◆ PASSAGE PROVIDED:

%%

The hazards of tobacco use are making headlines again. Researchers at the prestigious Berkeley Lab presented a new global warning on the risks of third-hand smoke.
By Dr. Cory Couillard
The hazards of tobacco use are making headlines again. Researchers at the prestigious Berkeley Lab presented a new global warning on the risks of third-hand smoke. The study published in the journal Mutagenesis confirms cancer-causing toxic tobacco residues can cause significant genetic damage in human cells.
The results of the study also confirm a harmful cumulative effect of the hazardous residues over time.
Researchers found long-term exposure to third-hand smoke resulted in more DNA damage than short-term.
“Studies show that third-hand smoke clings to hair, skin, clothes, furniture, drapes, walls, bedding, carpets, dust, vehicles and other surfaces, even long after smoking has stopped,” says Lowell Dale.
Third-hand smoke is a relatively new concept and is characterised by the invisible residues left behind once second-hand smoke has disappeared.
Third-hand smoke is thought to be particularly dangerous to infants and young children because they are more likely to inhale, ingest and touch surfaces containing the toxic residue.

%%

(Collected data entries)
%%

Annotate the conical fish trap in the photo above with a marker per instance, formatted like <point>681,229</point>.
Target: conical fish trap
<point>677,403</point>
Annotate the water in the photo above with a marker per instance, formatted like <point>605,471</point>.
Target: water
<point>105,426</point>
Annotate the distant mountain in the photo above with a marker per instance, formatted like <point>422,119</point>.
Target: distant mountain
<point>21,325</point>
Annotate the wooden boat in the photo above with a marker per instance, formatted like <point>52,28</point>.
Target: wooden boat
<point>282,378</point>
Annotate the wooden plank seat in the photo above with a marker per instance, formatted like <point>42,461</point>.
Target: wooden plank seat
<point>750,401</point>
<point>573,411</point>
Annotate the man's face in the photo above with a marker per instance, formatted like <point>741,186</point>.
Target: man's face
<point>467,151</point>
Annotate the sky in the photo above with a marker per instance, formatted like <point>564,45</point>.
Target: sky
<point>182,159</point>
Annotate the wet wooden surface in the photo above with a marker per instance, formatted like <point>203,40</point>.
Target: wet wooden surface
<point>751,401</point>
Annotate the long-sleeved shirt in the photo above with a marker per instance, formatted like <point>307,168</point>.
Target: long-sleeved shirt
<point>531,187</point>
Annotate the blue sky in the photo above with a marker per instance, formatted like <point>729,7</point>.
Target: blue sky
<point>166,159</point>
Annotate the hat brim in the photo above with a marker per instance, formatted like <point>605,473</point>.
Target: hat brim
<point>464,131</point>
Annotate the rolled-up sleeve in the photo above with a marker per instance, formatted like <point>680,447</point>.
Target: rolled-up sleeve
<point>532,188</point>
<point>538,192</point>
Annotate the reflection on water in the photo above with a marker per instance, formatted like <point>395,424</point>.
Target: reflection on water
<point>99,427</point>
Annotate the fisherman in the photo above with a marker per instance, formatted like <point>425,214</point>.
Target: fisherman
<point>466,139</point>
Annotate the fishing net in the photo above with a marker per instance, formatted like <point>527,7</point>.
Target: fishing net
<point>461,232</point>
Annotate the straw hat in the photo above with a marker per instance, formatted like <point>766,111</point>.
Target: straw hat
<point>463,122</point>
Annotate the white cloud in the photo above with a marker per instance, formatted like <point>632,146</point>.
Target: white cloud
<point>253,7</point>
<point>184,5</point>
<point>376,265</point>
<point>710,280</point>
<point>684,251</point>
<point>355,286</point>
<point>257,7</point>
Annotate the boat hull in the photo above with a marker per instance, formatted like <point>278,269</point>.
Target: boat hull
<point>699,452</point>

%%

◆ TASK INSTRUCTIONS:
Answer these questions from the article on third-hand smoke:
(a) In which journal was the study published?
(b) What did long-term exposure to third-hand smoke produce compared with short-term exposure?
(c) According to the article, why is third-hand smoke thought to be particularly dangerous to infants and young children?
The entries have no connection to the article on third-hand smoke.

◆ SOLUTION:
(a) Mutagenesis
(b) More DNA damage
(c) They are more likely to inhale, ingest and touch surfaces containing the toxic residue.